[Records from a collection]
▼
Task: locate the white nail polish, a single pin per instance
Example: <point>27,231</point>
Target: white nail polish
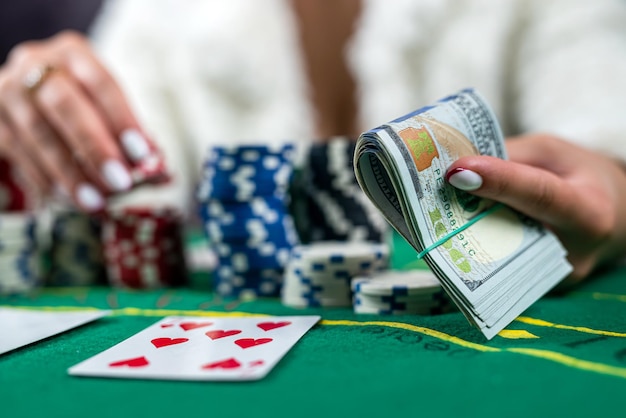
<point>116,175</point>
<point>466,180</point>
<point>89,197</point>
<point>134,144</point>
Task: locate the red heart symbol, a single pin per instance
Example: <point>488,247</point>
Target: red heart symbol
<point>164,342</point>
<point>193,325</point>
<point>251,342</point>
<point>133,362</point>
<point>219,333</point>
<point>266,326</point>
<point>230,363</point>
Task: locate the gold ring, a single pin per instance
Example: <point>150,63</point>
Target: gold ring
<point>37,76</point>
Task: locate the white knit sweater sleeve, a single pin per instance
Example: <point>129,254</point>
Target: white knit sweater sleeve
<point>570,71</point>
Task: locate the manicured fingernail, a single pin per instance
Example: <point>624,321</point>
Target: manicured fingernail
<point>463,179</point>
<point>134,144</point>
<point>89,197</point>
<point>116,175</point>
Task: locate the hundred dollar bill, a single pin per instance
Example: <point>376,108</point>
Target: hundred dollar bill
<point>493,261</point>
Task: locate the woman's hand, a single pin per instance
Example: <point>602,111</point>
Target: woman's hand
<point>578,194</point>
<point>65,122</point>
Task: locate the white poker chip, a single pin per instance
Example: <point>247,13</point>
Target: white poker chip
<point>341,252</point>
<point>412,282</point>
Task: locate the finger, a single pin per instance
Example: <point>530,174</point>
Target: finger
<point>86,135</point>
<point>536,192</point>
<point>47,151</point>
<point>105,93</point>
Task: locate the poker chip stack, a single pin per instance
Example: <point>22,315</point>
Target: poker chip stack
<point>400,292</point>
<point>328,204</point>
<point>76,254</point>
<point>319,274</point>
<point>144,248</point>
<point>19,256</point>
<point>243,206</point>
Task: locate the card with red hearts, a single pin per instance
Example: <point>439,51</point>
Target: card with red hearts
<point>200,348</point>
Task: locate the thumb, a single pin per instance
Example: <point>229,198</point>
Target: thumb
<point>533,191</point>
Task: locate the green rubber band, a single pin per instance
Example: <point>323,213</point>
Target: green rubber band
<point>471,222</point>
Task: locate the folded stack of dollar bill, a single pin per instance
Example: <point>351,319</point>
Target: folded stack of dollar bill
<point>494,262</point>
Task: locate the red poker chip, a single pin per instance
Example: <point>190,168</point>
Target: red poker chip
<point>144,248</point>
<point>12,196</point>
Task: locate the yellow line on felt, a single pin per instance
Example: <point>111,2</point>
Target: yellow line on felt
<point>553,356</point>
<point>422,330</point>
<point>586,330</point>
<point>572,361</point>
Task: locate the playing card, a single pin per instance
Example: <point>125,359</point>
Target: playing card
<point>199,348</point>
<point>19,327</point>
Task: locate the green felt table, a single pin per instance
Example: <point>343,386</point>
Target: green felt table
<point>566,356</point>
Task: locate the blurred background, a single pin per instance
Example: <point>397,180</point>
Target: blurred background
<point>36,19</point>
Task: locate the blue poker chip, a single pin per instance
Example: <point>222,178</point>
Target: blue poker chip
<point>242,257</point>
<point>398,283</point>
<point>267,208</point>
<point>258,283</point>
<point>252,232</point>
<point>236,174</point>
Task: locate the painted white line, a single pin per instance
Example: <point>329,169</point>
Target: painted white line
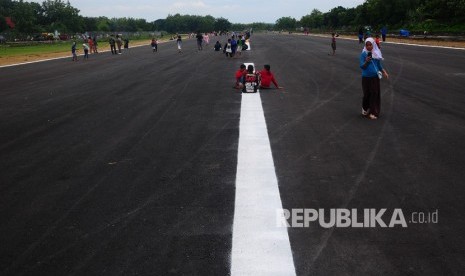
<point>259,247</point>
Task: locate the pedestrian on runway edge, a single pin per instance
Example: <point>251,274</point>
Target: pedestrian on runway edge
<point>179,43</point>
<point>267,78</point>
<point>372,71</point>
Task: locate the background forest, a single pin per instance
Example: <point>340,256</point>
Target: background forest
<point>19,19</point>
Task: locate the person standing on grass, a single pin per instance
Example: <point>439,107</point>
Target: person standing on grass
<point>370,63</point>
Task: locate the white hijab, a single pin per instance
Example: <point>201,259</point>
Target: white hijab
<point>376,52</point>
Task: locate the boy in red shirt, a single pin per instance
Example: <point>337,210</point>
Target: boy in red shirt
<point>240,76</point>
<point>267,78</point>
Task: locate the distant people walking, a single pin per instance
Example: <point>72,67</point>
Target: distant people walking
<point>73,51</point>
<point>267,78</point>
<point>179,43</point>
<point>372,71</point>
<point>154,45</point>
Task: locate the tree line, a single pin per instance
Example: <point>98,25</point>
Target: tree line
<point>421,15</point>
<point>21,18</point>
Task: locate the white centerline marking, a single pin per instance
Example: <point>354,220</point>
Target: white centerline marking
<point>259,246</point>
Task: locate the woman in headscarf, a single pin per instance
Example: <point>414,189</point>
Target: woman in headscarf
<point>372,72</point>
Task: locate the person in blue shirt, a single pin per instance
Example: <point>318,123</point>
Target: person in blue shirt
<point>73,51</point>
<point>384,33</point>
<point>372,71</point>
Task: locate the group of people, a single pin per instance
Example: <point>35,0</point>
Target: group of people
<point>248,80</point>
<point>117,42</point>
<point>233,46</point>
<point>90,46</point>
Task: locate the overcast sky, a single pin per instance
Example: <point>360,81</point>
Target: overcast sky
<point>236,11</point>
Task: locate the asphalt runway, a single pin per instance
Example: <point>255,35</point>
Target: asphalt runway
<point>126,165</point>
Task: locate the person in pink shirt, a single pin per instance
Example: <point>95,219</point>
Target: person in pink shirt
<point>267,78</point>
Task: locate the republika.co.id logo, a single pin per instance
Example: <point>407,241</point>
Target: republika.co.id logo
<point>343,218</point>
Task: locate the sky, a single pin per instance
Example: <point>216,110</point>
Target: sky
▲
### WORK TO BE COMPLETED:
Taking the entries above, restate exactly those lines that fall between the line with "Task: locate the green felt" and the line with "Example: <point>222,178</point>", keeping both of those lines too.

### SOLUTION BELOW:
Task: locate the green felt table, a single pin per instance
Example: <point>343,386</point>
Target: green felt table
<point>566,356</point>
Task: locate the blurred background, a single pin per instance
Example: <point>397,180</point>
Target: blurred background
<point>36,19</point>
Task: locate the blue poker chip, a single pin per instance
Example: <point>222,178</point>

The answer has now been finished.